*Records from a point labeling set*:
— Start —

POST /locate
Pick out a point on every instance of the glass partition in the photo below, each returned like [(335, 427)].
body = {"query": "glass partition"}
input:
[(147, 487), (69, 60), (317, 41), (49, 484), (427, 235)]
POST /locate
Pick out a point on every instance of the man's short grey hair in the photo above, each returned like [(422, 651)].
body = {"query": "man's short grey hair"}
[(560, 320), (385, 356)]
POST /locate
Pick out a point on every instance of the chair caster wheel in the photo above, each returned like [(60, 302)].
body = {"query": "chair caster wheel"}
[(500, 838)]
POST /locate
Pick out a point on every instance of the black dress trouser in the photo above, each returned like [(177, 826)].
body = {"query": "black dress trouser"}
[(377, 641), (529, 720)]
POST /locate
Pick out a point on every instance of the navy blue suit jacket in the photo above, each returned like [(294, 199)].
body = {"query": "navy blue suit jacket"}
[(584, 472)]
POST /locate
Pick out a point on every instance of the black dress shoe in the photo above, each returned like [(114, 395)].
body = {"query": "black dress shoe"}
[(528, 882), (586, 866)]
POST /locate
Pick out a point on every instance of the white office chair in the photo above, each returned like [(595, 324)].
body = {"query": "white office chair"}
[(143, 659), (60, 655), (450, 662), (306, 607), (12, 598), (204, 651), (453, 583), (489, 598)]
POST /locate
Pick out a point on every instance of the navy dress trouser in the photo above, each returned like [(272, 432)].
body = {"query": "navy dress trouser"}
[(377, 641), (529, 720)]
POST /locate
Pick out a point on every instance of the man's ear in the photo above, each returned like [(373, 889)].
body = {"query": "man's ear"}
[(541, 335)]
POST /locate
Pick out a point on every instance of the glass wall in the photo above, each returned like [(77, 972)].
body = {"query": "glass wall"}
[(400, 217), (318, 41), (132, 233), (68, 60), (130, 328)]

— End —

*EXERCISE REQUIREMENTS*:
Return all of the rows above verbatim, line for line, with nothing changed.

*SOLUTION FOR THIS PROBLEM*:
POST /locate
Pick out a point on every instance of the glass partition in the photo below, each returned like [(335, 427)].
body = {"query": "glass partition"}
input:
[(147, 487), (69, 60), (317, 41), (49, 484), (427, 235)]
POST /locate
Pick out a point on every instance of the man's short grey hair in the photo above, each returned like [(422, 651)].
body = {"query": "man's short grey hair"}
[(560, 320), (385, 356)]
POST /locate
Pick out a point on every instance of the chair caster wheel in the photo above, each returned like [(60, 302)].
body = {"query": "chair caster wheel"}
[(500, 838)]
POST /locate
Pick out a point on every instance of the black dress trouser in the photo above, each returned like [(177, 826)].
body = {"query": "black dress trouser"}
[(377, 641), (529, 720)]
POST /locate
Pick out a point on every instance of the navy blue suit jacket in the photo above, each returned like [(294, 199)].
body = {"query": "navy blue suit jacket"}
[(584, 472)]
POST /locate
Pick out a point on every instance of the black dress shoe in the photo above, each returned like [(114, 395)].
body = {"query": "black dress shoe"}
[(528, 882), (586, 866)]
POST /locate
Pick out a point on every instance of the white office chair in the photo above, each returned like [(595, 324)].
body = {"query": "white office chair"}
[(143, 659), (60, 655), (450, 662), (306, 607), (12, 598), (204, 651), (453, 583), (489, 598)]
POST /locate
Pick out a point on every instance of the navy dress trouser in the photo above, each returned like [(272, 432)].
body = {"query": "navy dress trouser"}
[(377, 641), (529, 720)]
POST /locate
Pick out a point on every instance of the man's ear in the photo above, each returned like [(373, 889)].
body = {"query": "man's ear"}
[(541, 335)]
POST /locate
Pick out a point on every instance of the glass wall in the photo above, each returned like [(77, 972)].
body = {"query": "glass wall"}
[(400, 217), (318, 41), (132, 233), (68, 60), (130, 328)]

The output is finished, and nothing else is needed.